» **WHAT YOU HAVE TO DO**:
All records must be quoted exactly. Omit the pictures.

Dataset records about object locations
####################

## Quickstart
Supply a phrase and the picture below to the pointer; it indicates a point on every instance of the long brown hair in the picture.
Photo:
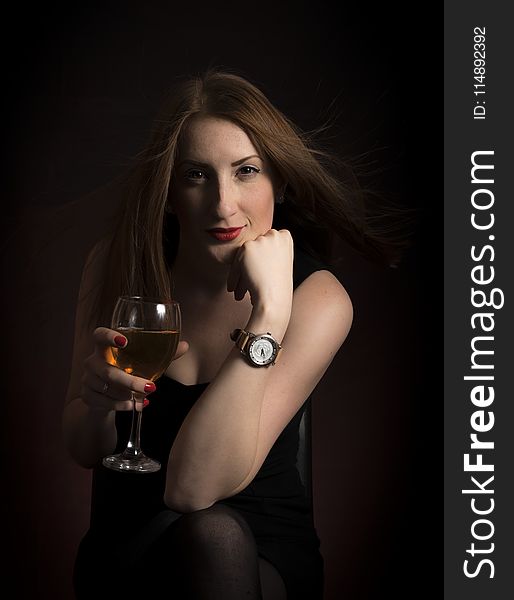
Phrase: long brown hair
(319, 200)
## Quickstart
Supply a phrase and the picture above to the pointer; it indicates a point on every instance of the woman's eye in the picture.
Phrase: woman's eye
(248, 171)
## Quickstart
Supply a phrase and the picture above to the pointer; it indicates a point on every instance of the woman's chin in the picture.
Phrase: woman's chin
(224, 255)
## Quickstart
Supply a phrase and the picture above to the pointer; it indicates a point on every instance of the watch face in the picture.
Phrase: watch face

####################

» **RESPONSE TO THIS EXERCISE**:
## Quickstart
Supply a phrase and the picture below to the pointer; it indicates a point on every instance of the long brown hair in the picture.
Photo:
Phrase: long brown hair
(319, 200)
## Quickstart
Supply a phrase and the picture above to the pointer; it indicates a point on every instance of the woman's eye in the picture.
Phrase: woman's eye
(248, 171)
## Quickstart
Supply a phrase and the picture above to the pointer; it indicates a point on every instance of the woman's chin in the picture.
Phrase: woman's chin
(224, 255)
## Quickstart
Supply a phrase and the picture above to the pointer; it indicates a point on every instance of the watch face in the picture.
Phrase: watch face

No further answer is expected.